Assignment => All records should be written out again exactly.

Records for processing =>
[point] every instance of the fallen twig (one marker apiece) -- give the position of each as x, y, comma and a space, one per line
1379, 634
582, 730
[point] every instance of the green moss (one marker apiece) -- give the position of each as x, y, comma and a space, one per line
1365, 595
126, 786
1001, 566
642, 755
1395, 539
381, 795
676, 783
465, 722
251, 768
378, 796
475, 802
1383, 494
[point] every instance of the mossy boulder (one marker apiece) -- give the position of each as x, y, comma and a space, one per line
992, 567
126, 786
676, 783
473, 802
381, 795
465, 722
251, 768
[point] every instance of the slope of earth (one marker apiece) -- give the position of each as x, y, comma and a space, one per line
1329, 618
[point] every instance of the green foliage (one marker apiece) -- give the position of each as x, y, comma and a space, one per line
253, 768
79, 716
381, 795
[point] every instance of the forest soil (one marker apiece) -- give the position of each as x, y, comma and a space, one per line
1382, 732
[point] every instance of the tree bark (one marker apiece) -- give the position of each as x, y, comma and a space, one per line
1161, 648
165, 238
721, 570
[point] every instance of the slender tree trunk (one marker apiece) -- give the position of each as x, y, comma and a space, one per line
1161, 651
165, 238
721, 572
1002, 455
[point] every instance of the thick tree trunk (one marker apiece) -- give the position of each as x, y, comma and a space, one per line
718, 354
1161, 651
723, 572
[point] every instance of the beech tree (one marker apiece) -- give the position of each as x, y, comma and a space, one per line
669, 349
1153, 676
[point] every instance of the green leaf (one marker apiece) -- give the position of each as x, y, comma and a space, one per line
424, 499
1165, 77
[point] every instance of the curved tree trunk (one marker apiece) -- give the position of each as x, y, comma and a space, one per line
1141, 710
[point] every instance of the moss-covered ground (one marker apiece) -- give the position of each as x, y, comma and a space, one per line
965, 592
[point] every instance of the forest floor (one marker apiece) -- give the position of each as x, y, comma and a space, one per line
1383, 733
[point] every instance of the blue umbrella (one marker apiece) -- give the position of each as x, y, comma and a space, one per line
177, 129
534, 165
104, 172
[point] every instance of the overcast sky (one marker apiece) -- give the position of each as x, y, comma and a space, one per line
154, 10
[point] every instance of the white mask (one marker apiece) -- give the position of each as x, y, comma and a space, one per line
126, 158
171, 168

Result =>
[point] every instance of the fallen twig (one marker apiece) -- give the position of each as x, y, comma and a space, one per line
1379, 634
582, 730
[point] every instance of the green moss (one marker apiece) -- give the position of each as x, y, comma and a space, one per line
1365, 595
126, 786
1001, 566
642, 755
1395, 539
381, 795
676, 783
465, 722
251, 768
378, 796
475, 802
1383, 494
[point] every instance of the mossy boulder (one marker apiece) -- give the position of each as x, y, comma and a space, one per line
992, 567
126, 786
676, 783
473, 802
381, 795
465, 722
251, 768
[point] every instance of the slope of earth (one marker apiece) -- give the position of each as x, y, comma and a space, one per line
1329, 618
[point] every instance of the green foliage (one marker apiece) -- give the position of each as x, y, comma and a space, one per line
253, 768
79, 716
381, 795
[point] every instance of the forest soil (one marker apiece) -- give the position of each as x, y, comma and a space, one per line
1382, 732
[point] every instance of the tree bark (one marker apiece) -- give the position of each as x, y, comma and a space, one per line
1161, 648
165, 238
721, 570
[point] every instance of the slender tree trunk (one marker apiece) -- give the position of each as x, y, comma and a space, one per line
1161, 651
165, 238
721, 572
1002, 455
[point] every instance of the thick tree trunk (one marker apiece) -- give the position of each as x, y, comma and a space, one per line
718, 354
1161, 651
723, 572
[point] every instance of the beech tree (one marker apiece) -- give the position of each as x, y, comma and a space, one per line
669, 349
1153, 676
[point] every instance of the green leaf (one marker apiece) -- give the position of each as x, y, comma and a space, one per line
424, 499
1165, 77
[point] every instance of the curved tree trunk (one marker apiece) -- give the position of each as x, y, comma and a space, one per line
1141, 710
[point] every instance of the moss-covered ground (one marker apiece) -- give the position of each as x, y, comma and a space, one per line
965, 592
[point] every instance of the forest floor (one marker apiece) -- give the position of each as x, y, comma and a space, one per line
1383, 733
[point] every instance of the blue umbrella (one marker apiece) -- give the position of each as x, y, comma and a space, one per line
177, 129
534, 165
104, 172
[point] every instance of the overcast sky (one marker apiece) -- give the position of each as x, y, comma and a space, one per line
154, 10
[point] every instance of the white mask (one marker apiece) -- give the position of each as x, y, comma and a space, one per line
126, 158
171, 168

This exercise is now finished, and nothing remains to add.